FIRST DISTRICT COURT OF APPEAL STATE OF FLORIDA
May 15, 2020
297 So. 3d 653 (Fla. Dist. Ct. App. 2020)

Opinion

No. 1D18-1396

05-15-2020

DECKS N SUCH MARINE, INC., Appellant, v. Thomas O. DAAKE Sr. and Adele Z. Daake, Husband and Wife, and Portfolio Recovery, LLC, Appellees.

Robert A. Emmanuel, Cecily M. Parker, and Michael S. Thomas of Emmanuel Sheppard & Condon, Pensacola, for Appellant. John R. Dowd Jr. of the Dowd Law Firm, Fort Walton Beach, for Appellees.


Robert A. Emmanuel, Cecily M. Parker, and Michael S. Thomas of Emmanuel Sheppard & Condon, Pensacola, for Appellant.

John R. Dowd Jr. of the Dowd Law Firm, Fort Walton Beach, for Appellees.

M.K. Thomas, J.

In this appeal, Decks N Such Marine, Inc. (DNS) challenges the trial court's award of attorney's fees under section 713.29, Florida Statutes (2018), to Bank of America (BOA), a junior interest holder, in an action brought to enforce a construction lien. DNS argues that the trial court improperly broadened the scope of the statute in awarding attorney's fees to BOA, an entity not the property owner or contractor. We agree and reverse.

GIVEN PROBLEM A:
Answer from the court opinion above.
(i) What case number does it give?
(ii) Which law firm represented the appellees?
(iii) Under which statute did the trial court award attorney's fees?

RECORDS TO PROCESS:
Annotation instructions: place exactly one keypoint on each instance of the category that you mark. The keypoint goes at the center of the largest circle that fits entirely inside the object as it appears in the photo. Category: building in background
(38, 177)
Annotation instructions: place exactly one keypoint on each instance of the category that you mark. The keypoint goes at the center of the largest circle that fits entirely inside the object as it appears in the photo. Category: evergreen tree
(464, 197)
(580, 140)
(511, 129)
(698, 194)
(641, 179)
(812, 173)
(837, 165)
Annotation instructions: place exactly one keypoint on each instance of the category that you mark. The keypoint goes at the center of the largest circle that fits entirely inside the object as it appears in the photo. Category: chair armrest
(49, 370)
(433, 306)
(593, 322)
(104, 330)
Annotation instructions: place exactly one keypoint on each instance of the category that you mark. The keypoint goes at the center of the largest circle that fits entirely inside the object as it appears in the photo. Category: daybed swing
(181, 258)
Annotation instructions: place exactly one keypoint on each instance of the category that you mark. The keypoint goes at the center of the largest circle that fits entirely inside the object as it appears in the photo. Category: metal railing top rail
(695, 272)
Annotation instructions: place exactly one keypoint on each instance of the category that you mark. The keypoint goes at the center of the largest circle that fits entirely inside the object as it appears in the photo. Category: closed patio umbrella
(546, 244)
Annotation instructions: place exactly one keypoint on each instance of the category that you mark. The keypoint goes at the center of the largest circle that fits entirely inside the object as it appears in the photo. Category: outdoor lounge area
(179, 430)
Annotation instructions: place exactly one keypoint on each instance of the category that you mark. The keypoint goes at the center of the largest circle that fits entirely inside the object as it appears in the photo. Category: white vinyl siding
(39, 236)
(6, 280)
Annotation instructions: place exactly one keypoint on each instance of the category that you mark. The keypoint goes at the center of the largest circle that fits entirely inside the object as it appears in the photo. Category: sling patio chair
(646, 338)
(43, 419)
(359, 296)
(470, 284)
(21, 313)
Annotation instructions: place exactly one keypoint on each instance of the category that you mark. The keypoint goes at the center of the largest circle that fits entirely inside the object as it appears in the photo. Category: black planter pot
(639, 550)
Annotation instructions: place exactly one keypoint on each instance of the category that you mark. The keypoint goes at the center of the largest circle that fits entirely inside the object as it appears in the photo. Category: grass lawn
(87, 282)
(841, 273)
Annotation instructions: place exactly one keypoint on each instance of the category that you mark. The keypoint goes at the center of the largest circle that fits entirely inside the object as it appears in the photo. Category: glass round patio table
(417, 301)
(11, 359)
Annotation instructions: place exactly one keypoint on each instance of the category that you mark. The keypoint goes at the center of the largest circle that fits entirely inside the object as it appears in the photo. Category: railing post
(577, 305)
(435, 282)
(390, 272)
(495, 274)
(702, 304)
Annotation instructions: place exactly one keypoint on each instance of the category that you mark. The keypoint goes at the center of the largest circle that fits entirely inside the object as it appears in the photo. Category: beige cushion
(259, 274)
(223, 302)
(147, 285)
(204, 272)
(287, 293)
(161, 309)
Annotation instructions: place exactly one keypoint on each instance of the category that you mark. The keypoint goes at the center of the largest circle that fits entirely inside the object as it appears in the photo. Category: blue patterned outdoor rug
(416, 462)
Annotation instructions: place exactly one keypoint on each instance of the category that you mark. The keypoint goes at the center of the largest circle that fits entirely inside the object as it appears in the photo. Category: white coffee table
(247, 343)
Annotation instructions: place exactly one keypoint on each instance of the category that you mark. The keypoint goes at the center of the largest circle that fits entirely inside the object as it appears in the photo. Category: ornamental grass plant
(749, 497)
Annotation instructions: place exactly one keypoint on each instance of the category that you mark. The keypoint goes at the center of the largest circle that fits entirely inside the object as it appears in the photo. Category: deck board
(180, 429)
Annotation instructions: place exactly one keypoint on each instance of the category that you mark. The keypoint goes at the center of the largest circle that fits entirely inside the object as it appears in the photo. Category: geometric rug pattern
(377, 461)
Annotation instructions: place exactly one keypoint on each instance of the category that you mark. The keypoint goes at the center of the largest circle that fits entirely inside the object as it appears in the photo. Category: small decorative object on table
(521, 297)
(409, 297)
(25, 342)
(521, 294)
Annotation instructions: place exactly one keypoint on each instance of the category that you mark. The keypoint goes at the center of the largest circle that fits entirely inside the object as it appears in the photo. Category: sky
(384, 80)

GIVEN PROBLEM B:
How many lines of the records contain the string "tree"? Give only the number.

TASK OUTPUT A:
(i) No. 1D18-1396
(ii) The Dowd Law Firm, Fort Walton Beach
(iii) Section 713.29, Florida Statutes (2018)

TASK OUTPUT B:
1